### Task directions
How many lines of the data below contain the word "metal"? Tally them and reply with the number only.

:::

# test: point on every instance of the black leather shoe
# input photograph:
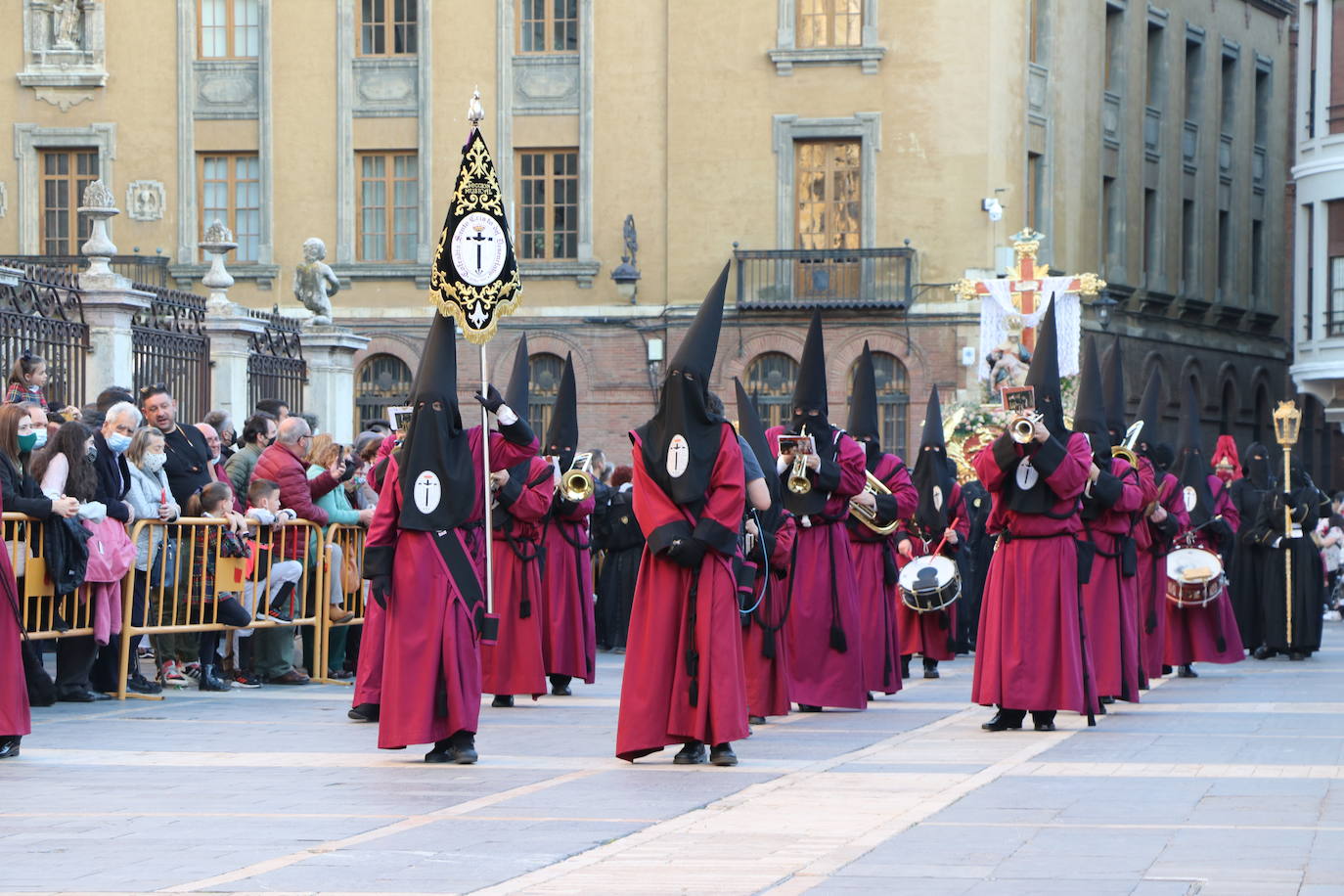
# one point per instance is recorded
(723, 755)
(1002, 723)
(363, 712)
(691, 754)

:::

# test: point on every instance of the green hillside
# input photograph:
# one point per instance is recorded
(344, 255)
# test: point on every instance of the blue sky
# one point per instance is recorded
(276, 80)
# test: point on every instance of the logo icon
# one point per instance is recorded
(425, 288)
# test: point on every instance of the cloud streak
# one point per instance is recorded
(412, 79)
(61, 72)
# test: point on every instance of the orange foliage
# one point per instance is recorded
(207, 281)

:::

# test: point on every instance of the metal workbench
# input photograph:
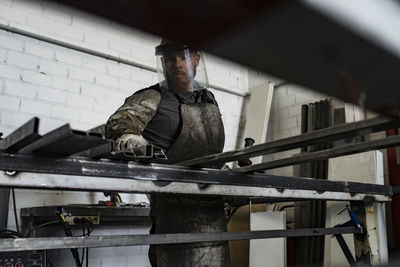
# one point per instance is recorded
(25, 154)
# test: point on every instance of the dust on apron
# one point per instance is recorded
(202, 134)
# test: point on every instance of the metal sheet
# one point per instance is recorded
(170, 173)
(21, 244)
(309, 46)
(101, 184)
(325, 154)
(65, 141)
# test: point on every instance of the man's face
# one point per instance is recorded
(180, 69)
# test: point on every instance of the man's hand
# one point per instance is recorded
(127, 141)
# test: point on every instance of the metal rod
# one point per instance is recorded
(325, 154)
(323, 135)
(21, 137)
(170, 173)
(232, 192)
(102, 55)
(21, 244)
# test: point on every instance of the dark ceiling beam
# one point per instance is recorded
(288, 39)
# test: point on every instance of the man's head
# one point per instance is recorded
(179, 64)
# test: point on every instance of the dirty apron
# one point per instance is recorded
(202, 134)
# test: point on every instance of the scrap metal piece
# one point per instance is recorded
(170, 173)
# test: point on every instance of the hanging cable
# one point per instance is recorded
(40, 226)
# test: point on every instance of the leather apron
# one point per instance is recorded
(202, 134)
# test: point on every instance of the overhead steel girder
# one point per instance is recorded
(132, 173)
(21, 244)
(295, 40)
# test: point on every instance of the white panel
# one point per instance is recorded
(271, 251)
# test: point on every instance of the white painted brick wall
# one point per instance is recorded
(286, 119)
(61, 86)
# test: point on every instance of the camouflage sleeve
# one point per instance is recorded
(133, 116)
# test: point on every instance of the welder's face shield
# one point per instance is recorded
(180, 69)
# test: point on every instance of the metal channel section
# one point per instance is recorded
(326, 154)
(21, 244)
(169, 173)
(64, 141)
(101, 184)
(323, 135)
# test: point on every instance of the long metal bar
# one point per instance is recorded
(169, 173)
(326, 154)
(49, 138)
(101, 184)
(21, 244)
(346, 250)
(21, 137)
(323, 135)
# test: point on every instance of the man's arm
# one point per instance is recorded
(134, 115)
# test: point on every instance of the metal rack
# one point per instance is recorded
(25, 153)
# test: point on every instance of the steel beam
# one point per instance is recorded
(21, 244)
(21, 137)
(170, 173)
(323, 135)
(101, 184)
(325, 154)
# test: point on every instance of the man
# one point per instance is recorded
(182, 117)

:::

### Response for this exercise
7